» **DAFTAR TUGAS**:
1. Siapa penerbit buku dalam ulasan Sunset Bersama Rosie?
2. Salin dengan persis bagian ulasan Sunset Bersama Rosie dari "Sebenarnya, apakah itu" sampai "pantas kita sayangi?".

» **POTONGAN TEKS**:
Selasa, 14 Januari 2014

[Review] Sunset Bersama Rosie by Tere Liye

Sunset Bersama Rosie

Judul: Sunset Bersama Rosie
Pengarang: Tere Liye
Penerbit: Mahaka Publishing
Tebal: 429 hlm.
Rilis: November 2011

Sebenarnya, apakah itu perasaan? Keinginan? Rasa memiliki? Rasa sakit, gelisah, sesak, tidak bisa tidur, kerinduan, kebencian? Bukankah dengan berlalunya waktu semuanya seperti gelas kosong yang berdebu, begitu-begitu saja, tidak istimewa. Malah lucu serta gemas saat dikenang.
Sebenarnya, apakah pengorbanan memiliki harga dan batasan? Atau priceless, tidak terbeli dengan uang, karena hanya kita lakukan untuk sesuatu yang amat spesial di waktu yang juga spesial? Atau boleh jadi gratis, karena kita lakukan saja, dan selalu menyenangkan untuk dilakukan berkali-kali.
Sebenarnya, siapakah yang selalu pantas kita sayangi?

» **CUPLIKAN DATA**:
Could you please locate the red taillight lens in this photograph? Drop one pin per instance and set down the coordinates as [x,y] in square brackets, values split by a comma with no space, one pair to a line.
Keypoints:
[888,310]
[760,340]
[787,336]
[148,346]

» **JAWABAN TIAP TUGAS**:
1. Mahaka Publishing

2.
Sebenarnya, apakah itu perasaan? Keinginan? Rasa memiliki? Rasa sakit, gelisah, sesak, tidak bisa tidur, kerinduan, kebencian? Bukankah dengan berlalunya waktu semuanya seperti gelas kosong yang berdebu, begitu-begitu saja, tidak istimewa. Malah lucu serta gemas saat dikenang.
Sebenarnya, apakah pengorbanan memiliki harga dan batasan? Atau priceless, tidak terbeli dengan uang, karena hanya kita lakukan untuk sesuatu yang amat spesial di waktu yang juga spesial? Atau boleh jadi gratis, karena kita lakukan saja, dan selalu menyenangkan untuk dilakukan berkali-kali.
Sebenarnya, siapakah yang selalu pantas kita sayangi?